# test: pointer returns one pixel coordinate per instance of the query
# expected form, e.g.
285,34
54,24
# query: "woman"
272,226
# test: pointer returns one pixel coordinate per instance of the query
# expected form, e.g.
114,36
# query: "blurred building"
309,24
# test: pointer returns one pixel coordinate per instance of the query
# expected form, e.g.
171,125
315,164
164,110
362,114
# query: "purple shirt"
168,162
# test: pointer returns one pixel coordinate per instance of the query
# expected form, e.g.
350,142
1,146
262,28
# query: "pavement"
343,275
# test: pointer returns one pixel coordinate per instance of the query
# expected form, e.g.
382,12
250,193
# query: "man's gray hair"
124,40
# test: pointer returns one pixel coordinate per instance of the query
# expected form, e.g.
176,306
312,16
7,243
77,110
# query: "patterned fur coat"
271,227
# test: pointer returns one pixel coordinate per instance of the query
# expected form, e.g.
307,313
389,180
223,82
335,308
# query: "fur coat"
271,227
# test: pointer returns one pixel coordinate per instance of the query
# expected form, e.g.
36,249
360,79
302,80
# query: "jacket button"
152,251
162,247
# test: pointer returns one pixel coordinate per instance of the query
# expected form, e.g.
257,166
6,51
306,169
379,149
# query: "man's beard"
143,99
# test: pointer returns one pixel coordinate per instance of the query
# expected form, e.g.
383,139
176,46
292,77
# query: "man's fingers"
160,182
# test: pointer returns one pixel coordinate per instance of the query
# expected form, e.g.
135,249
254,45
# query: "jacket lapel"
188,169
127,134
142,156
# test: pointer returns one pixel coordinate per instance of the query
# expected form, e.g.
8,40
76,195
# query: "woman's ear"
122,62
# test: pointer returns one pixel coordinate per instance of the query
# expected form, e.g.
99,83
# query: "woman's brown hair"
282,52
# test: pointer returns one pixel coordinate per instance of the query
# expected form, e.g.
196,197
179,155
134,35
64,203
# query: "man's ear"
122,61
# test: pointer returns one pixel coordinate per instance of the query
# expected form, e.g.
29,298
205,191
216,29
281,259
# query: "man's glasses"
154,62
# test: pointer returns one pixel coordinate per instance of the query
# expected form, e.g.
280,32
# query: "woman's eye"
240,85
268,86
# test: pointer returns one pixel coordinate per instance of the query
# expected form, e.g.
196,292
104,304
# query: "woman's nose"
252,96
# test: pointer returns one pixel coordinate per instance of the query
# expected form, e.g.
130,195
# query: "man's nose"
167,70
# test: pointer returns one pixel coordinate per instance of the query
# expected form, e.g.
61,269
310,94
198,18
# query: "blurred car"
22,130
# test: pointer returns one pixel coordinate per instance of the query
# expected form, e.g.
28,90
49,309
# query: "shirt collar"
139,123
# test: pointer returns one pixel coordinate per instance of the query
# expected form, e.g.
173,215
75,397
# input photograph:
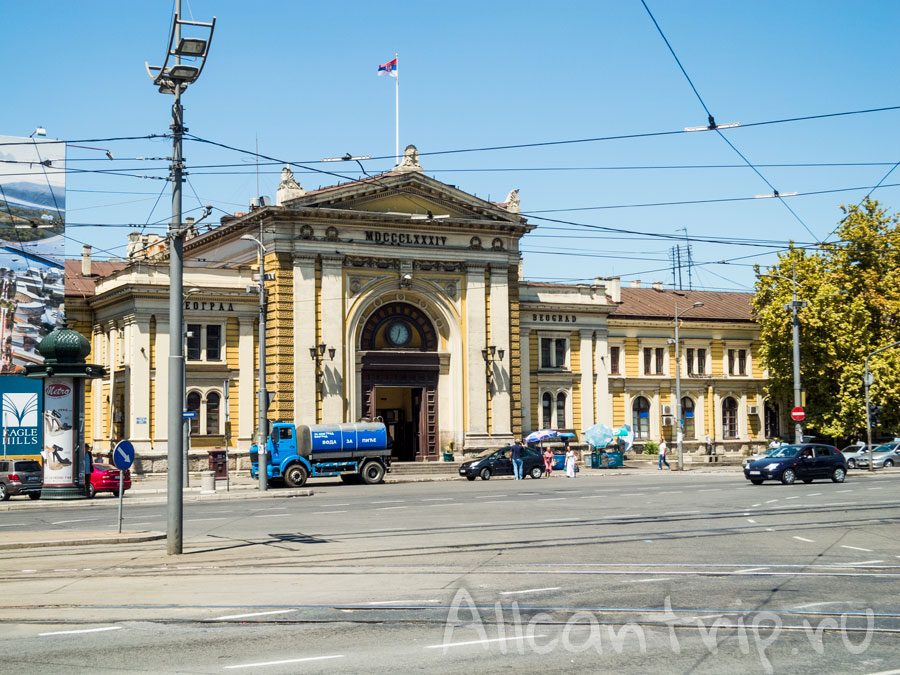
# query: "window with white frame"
204,342
554,352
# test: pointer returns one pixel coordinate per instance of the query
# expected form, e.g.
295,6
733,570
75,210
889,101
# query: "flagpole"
397,109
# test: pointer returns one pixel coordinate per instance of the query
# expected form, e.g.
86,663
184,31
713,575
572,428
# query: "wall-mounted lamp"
317,354
491,355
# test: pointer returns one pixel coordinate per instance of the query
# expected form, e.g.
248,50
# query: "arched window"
547,410
687,417
773,428
193,405
212,413
561,411
729,418
640,418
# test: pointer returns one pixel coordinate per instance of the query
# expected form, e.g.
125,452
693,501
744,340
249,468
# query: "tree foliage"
852,288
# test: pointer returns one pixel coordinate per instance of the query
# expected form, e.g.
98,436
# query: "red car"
105,478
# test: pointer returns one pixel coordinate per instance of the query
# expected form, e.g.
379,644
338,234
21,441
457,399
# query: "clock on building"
398,334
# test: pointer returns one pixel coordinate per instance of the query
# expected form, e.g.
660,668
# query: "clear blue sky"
301,77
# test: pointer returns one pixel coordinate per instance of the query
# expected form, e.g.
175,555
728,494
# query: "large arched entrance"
400,371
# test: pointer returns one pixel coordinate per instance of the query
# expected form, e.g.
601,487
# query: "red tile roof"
650,303
79,286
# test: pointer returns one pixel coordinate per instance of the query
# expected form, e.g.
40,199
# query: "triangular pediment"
405,193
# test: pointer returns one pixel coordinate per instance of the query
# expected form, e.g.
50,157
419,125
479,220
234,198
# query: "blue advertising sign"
123,455
20,421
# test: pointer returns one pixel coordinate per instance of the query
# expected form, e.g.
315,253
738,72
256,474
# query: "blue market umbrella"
598,435
540,435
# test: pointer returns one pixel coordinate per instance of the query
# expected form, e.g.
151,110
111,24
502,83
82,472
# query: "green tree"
852,288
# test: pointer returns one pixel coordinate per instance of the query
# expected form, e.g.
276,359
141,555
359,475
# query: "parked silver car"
886,455
852,453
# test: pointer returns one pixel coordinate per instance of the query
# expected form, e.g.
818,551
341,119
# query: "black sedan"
498,463
806,462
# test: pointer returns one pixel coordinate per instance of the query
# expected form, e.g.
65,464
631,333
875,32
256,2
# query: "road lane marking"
82,630
480,642
401,602
279,663
530,590
245,616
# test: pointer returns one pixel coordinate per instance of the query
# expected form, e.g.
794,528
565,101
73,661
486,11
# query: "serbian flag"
389,68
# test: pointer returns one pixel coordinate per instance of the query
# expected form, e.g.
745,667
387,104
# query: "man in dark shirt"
516,456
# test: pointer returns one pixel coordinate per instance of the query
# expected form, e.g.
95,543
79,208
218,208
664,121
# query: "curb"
193,497
113,539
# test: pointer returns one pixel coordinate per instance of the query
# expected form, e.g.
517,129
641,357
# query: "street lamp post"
174,79
794,306
262,431
867,382
679,438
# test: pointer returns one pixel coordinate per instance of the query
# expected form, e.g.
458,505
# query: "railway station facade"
401,297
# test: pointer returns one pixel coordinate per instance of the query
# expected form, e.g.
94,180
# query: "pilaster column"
501,422
476,384
587,377
333,337
305,337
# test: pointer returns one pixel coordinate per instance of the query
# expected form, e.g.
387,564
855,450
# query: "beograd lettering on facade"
400,238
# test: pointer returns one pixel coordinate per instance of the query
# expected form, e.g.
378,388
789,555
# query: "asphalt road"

EXERCISE:
Give back every record above word for word, dropping pictures.

OUTPUT BELOW:
# test: pointer returns one pixel coordinate per instance of the query
# expected form, e.g.
285,34
54,24
# query: "woman"
272,226
# test: pointer returns one pixel coordinate per instance of the query
# expected form, e.g.
114,36
# query: "blurred building"
309,24
# test: pointer returns one pixel coordinate per instance of the query
# expected form, e.g.
171,125
315,164
164,110
362,114
# query: "purple shirt"
168,162
# test: pointer returns one pixel coordinate per instance of the query
# expected form, e.g.
350,142
1,146
262,28
# query: "pavement"
343,275
# test: pointer returns one pixel coordinate per instance of the query
# expected form, e.g.
382,12
250,193
# query: "man's gray hair"
124,40
# test: pointer returns one pixel coordinate per instance of the query
# expected form, e.g.
176,306
312,16
7,243
77,110
# query: "patterned fur coat"
271,227
# test: pointer returns one pixel coordinate per instance of the query
# expected form, e.g.
307,313
389,180
223,82
335,308
# query: "fur coat"
271,227
# test: pointer returns one pixel coordinate per instance of the query
# expected form, e.g.
36,249
360,79
302,80
# query: "jacket button"
152,251
162,247
# test: pointer returns one pixel coordinate per instance of the query
# expected form, e.g.
257,166
6,51
306,169
379,149
# query: "man's beard"
143,99
# test: pointer returns one pixel coordinate per instance of the query
# expected form, e.g.
383,139
176,46
292,77
# query: "man's fingers"
160,182
# test: pointer returns one pixel coordinate per instance of the query
# expected form, e.g.
135,249
254,45
# query: "jacket lapel"
188,169
127,134
142,156
# test: pointer returns one pixel coordinate per instance of the query
# expected form, e.g.
8,40
76,195
# query: "woman's ear"
122,62
# test: pointer returns one pixel coordinate per instance of the query
# expected form, e.g.
99,83
# query: "woman's brown hair"
282,52
# test: pointer returns one pixel coordinate per instance of the query
# expected form, e.g.
196,197
179,155
134,35
64,203
# query: "man's ear"
122,61
# test: pointer returns one pixel coordinate per instance of the query
# expected form, e.g.
29,298
205,191
216,29
281,259
# query: "man's glasses"
154,62
# test: pointer returns one pixel coordinate per instance of the query
# expected form, e.g.
280,32
# query: "woman's eye"
240,85
268,86
# test: pointer returns one pixel coordinate per instance of the query
# expected form, e.g.
196,292
104,304
# query: "woman's nose"
252,96
# test: pointer returns one pixel coordinate per instance of the query
# expected form, e.g.
130,195
# query: "man's nose"
167,70
# test: pointer returns one pixel coordinate per instance of the query
# expected form, e.g.
61,269
310,94
198,18
# query: "blurred car"
22,130
# test: pointer returns one pixel coordinate per instance of the query
# expected form, e.g.
28,90
49,309
# query: "shirt collar"
139,123
# test: pointer returns one pixel coordinate per instance of the query
# expected form, e.g.
173,215
75,397
# input photograph:
# query: "window with white frame"
204,342
554,352
# test: pointer returns one pixel coordinate per instance of the query
# expected form, e.g.
295,6
733,570
75,210
889,101
# query: "flagpole"
397,109
# test: pointer returns one pixel coordinate per instance of the query
# expected form, e.g.
86,663
184,31
713,575
572,428
# query: "wall-mounted lamp"
317,354
491,355
# test: pointer returns one pixel coordinate per instance of the query
# expected form, e.g.
248,50
# query: "arched window"
547,410
687,417
773,428
193,405
212,413
561,411
729,418
640,418
# test: pointer returns one pixel coordinate per instance of the query
# expected form, e.g.
125,452
693,501
744,340
249,468
# query: "tree foliage"
852,288
# test: pointer returns one pixel coordinate per instance of the query
# expected form, e.g.
98,436
# query: "red car"
105,478
# test: pointer returns one pixel coordinate per instance of the query
# expected form, e.g.
379,644
338,234
21,441
457,399
# query: "clock on building"
398,334
# test: pointer returns one pixel coordinate per instance of the query
# expected form, e.g.
660,668
# query: "clear blue sky"
301,77
# test: pointer returns one pixel coordinate per instance of the query
# expected form, e.g.
175,555
728,494
# query: "large arched entrance"
400,371
# test: pointer returns one pixel coordinate per instance of the query
# expected form, e.g.
601,487
# query: "red tile roof"
650,303
79,286
# test: pointer returns one pixel coordinate per instance of the query
# expected form, e.g.
40,199
# query: "triangular pediment"
405,193
# test: pointer returns one pixel coordinate per instance of the query
# expected form, e.g.
50,157
419,125
479,220
234,198
# query: "blue advertising sign"
123,455
20,421
# test: pointer returns one pixel coordinate per instance of the query
# expected form, e.g.
315,253
738,72
256,474
# query: "blue market umbrella"
598,435
540,435
# test: pointer returns one pixel coordinate per instance of the query
# expected form, e.g.
151,110
111,24
502,83
82,472
# query: "green tree"
852,288
# test: pointer returns one pixel coordinate per instance of the query
# expected form, e.g.
276,359
141,555
359,475
# query: "parked silver car"
886,455
852,453
# test: pointer returns one pixel coordinate per instance of the query
# expected form, e.g.
818,551
341,119
# query: "black sedan"
498,463
806,462
# test: pointer returns one pixel coordinate per instance of the query
# expected form, e.g.
65,464
631,333
875,32
256,2
# query: "road lane marking"
82,630
480,642
401,602
279,663
530,590
245,616
# test: pointer returns one pixel coordinate per instance of the query
# expected form, e.g.
794,528
565,101
73,661
486,11
# query: "serbian flag"
389,68
# test: pointer returns one pixel coordinate per instance of the query
# expected form, e.g.
745,667
387,104
# query: "man in dark shirt"
516,456
# test: pointer returns one pixel coordinate per instance of the query
# expected form, e.g.
95,543
79,208
218,208
664,121
# query: "curb"
193,497
113,539
# test: pointer returns one pixel coordinate per instance of the query
# expected form, e.g.
517,129
641,357
# query: "street lamp post"
174,79
794,306
262,431
867,382
679,438
# test: pointer returns one pixel coordinate per instance of the query
# expected form, e.g.
458,505
# query: "railway station facade"
401,297
# test: pointer returns one pixel coordinate per instance of the query
# expected form, e.g.
94,180
# query: "pilaster column"
501,422
476,384
587,377
333,337
305,337
# test: pointer returns one pixel coordinate per instance of the query
# expected form, e.g.
387,564
855,450
# query: "beograd lettering on facade"
400,238
# test: pointer returns one pixel coordinate per instance of the query
# expected form, e.g.
378,388
789,555
# query: "asphalt road"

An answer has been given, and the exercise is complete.